Questa vocazione, Maria l’ha capita e accolta subito, aderendovi totalmente col
suo cuore senza nessun dubbio. L’annuncio dell’angelo manifesta in maniera
disvelata la gratuità eterna di Dio. Quando capisce che quello che è in gioco è
solo la grazia, (la gratuità) senza misura di Dio, Maria non oppone resistenza
e aderisce a questa gratuità, ai suoi disegni incomprensibili, alla sua onnipotenza
senza limiti.
La
gratuità di Dio, che in Genesi crea l’uomo a sua immagine e somiglianza, che
nell’Esodo lo salva dalle mani dei persecutori, che chiama Maria e dona a
Elisabetta una fecondità impossibile, è veramente la ragione che non ammette
misura o calcolo.
Dio
è esempio e modello di una vita gratuita: rifiutare questo dono è sinonimo di
negazione del gratuito. La negazione della gratuità sfocia nella negazione di
Dio stesso, così come sta avvenendo nei giorni nostri sostituendo Dio con la
società dei diritti, dove nulla è percepito come dono, neppure la vita.
Vogliamo
vivere questo anno come l’occasione propizia per educarci alla riconoscenza e
alla gratuità. Ci impegneremo a riconoscere il dono della grazia in totale
libertà educando gli studenti a riconoscere il dono e a superare il pensiero
del “tutto mi è dovuto”
* * * * *
Esercizi da svolgere »
1. Nel brano sulla gratuità di Dio, quali azioni attribuisce alla gratuità di Dio la frase che comincia con «La gratuità di Dio, che in Genesi»? Elencale tutte.
2. Estrai dal brano sulla gratuità di Dio il passo che va da «Questa vocazione, Maria» fino a «senza limiti.».

Voci di dati raccolte »
* * * * *
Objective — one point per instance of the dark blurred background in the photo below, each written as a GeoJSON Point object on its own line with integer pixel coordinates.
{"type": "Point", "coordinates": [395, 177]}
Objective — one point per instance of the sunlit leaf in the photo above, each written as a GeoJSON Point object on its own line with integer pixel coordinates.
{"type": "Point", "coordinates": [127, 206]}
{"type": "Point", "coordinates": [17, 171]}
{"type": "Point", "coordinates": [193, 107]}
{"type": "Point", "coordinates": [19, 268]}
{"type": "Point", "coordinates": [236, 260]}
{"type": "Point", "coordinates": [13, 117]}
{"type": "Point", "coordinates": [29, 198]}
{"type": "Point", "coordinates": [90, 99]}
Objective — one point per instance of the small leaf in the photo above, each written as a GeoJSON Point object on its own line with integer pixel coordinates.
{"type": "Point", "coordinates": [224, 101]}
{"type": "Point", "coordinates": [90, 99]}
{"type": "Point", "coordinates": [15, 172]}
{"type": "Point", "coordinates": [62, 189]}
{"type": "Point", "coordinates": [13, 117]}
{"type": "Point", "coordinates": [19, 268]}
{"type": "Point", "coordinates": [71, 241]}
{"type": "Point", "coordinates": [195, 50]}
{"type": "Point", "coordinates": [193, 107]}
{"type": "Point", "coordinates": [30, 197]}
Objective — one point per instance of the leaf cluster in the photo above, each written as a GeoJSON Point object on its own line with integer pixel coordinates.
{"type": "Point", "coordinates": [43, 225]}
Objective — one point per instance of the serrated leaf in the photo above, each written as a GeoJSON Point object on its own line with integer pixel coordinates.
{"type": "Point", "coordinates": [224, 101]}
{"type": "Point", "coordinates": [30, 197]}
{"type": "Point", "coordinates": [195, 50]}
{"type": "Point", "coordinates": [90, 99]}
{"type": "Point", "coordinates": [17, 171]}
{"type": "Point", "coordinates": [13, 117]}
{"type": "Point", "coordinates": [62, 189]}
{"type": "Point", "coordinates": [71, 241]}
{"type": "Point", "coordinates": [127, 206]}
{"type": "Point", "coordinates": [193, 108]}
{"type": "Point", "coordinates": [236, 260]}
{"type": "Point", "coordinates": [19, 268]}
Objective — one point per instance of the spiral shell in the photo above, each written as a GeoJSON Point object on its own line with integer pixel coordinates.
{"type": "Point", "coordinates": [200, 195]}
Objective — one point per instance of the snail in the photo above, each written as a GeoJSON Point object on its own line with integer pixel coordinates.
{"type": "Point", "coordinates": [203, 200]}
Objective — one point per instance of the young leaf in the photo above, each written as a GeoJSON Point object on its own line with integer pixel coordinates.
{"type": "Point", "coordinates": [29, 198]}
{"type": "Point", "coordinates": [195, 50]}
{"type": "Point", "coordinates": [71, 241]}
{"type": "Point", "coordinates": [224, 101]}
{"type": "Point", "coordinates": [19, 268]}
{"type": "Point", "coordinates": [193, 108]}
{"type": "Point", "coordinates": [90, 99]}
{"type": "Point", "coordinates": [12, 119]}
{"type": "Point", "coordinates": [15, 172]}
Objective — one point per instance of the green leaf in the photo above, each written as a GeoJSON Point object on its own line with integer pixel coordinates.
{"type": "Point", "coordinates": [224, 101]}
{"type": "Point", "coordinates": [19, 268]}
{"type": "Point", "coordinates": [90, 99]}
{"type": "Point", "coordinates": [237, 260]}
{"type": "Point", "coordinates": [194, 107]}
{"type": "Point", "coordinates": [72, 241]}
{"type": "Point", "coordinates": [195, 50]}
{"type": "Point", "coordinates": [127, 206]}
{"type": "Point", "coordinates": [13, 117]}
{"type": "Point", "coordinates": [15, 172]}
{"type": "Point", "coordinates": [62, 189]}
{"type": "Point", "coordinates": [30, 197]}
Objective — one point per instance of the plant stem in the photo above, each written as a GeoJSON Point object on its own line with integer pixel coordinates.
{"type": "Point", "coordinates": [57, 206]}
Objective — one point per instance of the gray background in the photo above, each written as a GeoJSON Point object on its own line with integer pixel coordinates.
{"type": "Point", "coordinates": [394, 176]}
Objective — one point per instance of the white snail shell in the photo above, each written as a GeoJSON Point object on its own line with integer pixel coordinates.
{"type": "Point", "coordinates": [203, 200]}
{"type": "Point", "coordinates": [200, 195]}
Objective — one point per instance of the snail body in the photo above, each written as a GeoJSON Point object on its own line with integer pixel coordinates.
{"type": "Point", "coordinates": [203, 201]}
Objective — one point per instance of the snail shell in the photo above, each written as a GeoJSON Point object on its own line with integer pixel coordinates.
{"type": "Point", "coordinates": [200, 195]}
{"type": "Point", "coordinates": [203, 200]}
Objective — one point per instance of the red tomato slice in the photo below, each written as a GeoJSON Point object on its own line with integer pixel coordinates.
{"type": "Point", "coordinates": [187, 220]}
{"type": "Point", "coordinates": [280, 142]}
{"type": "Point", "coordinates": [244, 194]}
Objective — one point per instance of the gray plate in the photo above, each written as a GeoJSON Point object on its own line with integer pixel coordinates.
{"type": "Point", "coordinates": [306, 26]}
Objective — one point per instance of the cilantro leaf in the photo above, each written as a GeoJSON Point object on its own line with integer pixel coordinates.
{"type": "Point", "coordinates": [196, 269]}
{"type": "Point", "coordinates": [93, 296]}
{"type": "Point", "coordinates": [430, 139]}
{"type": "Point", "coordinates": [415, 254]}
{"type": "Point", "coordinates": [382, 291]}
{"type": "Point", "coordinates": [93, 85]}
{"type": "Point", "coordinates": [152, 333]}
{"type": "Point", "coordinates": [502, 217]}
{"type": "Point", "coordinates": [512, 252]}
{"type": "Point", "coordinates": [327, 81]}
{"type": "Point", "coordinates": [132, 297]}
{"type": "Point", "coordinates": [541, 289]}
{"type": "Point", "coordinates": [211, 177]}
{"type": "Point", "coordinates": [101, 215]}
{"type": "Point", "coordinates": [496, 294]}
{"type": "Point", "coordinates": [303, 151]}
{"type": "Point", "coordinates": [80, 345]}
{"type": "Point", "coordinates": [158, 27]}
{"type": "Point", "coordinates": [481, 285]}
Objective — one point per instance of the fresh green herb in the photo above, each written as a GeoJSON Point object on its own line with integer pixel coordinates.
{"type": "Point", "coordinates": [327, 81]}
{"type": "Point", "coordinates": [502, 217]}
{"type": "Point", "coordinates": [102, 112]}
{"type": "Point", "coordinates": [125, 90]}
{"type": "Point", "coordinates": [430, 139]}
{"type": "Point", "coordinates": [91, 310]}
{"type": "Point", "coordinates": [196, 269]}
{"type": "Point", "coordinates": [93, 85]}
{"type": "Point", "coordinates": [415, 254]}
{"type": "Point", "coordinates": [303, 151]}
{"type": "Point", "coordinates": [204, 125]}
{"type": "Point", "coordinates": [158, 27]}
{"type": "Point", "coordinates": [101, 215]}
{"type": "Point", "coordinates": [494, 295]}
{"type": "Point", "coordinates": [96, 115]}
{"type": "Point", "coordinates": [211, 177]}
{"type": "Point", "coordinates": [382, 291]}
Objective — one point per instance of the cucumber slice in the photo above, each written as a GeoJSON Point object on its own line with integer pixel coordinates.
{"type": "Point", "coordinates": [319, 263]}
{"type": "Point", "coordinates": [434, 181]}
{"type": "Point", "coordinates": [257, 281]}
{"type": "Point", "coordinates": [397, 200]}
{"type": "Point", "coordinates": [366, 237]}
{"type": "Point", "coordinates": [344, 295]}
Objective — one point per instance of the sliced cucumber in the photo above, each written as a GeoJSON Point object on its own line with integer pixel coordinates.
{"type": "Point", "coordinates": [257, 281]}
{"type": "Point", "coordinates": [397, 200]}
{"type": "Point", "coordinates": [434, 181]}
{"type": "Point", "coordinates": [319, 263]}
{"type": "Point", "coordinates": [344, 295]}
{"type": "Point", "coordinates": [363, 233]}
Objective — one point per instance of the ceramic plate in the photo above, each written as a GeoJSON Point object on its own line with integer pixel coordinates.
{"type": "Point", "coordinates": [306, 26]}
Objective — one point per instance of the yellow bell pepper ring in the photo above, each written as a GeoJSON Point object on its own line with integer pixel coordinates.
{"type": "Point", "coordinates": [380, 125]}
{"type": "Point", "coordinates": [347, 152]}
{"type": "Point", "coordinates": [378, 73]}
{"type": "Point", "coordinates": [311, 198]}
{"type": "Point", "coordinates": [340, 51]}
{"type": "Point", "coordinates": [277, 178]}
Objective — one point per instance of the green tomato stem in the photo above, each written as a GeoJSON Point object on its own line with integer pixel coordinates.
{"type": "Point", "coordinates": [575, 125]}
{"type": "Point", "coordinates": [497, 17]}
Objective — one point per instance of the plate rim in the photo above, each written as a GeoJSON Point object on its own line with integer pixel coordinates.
* * * * *
Risultati per esercizio »
1.
- In Genesi crea l'uomo a sua immagine e somiglianza
- Nell'Esodo lo salva dalle mani dei persecutori
- Chiama Maria
- Dona a Elisabetta una fecondità impossibile

2.
Questa vocazione, Maria l’ha capita e accolta subito, aderendovi totalmente col
suo cuore senza nessun dubbio. L’annuncio dell’angelo manifesta in maniera
disvelata la gratuità eterna di Dio. Quando capisce che quello che è in gioco è
solo la grazia, (la gratuità) senza misura di Dio, Maria non oppone resistenza
e aderisce a questa gratuità, ai suoi disegni incomprensibili, alla sua onnipotenza
senza limiti.